**What you have to do**: Rewrite the data below with every "thickest part" changed to "widest part" and everything else left as it is.

[Begin Information supplied]

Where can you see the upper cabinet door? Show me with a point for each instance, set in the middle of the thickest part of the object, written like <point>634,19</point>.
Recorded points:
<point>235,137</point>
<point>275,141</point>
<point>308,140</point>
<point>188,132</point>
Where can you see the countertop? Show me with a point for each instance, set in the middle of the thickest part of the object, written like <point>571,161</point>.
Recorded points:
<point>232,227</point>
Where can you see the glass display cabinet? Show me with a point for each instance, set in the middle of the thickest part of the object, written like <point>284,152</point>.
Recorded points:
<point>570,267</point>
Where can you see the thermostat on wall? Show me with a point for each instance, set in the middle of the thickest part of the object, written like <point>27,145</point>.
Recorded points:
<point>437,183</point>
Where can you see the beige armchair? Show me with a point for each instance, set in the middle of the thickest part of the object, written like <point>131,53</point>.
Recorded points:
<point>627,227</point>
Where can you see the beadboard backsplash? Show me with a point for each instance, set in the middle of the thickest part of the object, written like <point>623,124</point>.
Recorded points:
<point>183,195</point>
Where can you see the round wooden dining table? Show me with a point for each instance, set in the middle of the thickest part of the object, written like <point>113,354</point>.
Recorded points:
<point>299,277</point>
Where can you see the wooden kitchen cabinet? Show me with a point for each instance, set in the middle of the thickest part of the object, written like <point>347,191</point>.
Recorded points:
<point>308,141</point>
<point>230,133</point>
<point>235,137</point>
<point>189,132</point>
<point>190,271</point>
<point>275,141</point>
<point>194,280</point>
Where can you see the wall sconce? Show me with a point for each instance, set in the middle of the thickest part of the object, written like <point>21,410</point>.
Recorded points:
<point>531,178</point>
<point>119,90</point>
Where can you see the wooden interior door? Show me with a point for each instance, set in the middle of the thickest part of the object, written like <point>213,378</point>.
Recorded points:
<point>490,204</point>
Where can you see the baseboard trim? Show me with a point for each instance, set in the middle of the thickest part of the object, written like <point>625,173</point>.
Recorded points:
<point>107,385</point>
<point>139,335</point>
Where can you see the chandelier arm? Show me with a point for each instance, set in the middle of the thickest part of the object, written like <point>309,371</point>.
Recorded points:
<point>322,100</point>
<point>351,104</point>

[End Information supplied]

**Completed task**:
Where can you see the upper cabinet door? Show me with a point for each instance, set in the middle of the widest part of the object, written like <point>634,19</point>.
Recorded points:
<point>235,137</point>
<point>275,141</point>
<point>308,140</point>
<point>188,132</point>
Where can you see the countertop? Show me with a point for each instance, set in the middle of the widest part of the object, written like <point>571,161</point>.
Recorded points:
<point>232,227</point>
Where can you see the glass display cabinet? Show me with a point for each instance, set in the middle of the widest part of the object, written like <point>284,152</point>.
Recorded points:
<point>570,267</point>
Where can you see the thermostat on wall? Show me with a point for each instance, set in the middle of the widest part of the object, written like <point>27,145</point>.
Recorded points:
<point>437,183</point>
Where can you see the beige armchair? Show me with a point for each instance, set in the middle of the widest part of the object, written like <point>131,53</point>.
Recorded points:
<point>627,227</point>
Where can you see the beadboard backsplash? Show me with a point for each instance, set in the middle of the widest part of the object, written like <point>623,124</point>.
Recorded points:
<point>183,195</point>
Where can you see the round wooden dining table? Show me with a point for each instance, set in the middle of the widest part of the object, written like <point>113,354</point>.
Recorded points:
<point>299,277</point>
Where can you see the wooden kitchen cabinet? Show me with a point for each instance, set in the middle of the widest part of the object, written like <point>347,191</point>.
Recorded points:
<point>308,141</point>
<point>230,133</point>
<point>235,137</point>
<point>189,132</point>
<point>190,271</point>
<point>275,141</point>
<point>194,280</point>
Where can you see the wall sconce? Show me with a point for each instance, set in the middle of the widest part of the object, written like <point>21,410</point>.
Recorded points:
<point>531,178</point>
<point>119,90</point>
Where can you see the wooden interior door? Show me with a point for each instance, set in the middle of the widest part of the object, written like <point>213,378</point>.
Recorded points:
<point>490,204</point>
Where can you see the baseboard trim? Show me with a point for each instance, set in the middle of the widest part of the object, written like <point>625,173</point>.
Recorded points:
<point>107,385</point>
<point>139,335</point>
Where can you see the chandelier arm? Show me with a point for each instance, set in the middle of the widest part of the object, written like <point>309,371</point>.
Recorded points:
<point>322,100</point>
<point>351,104</point>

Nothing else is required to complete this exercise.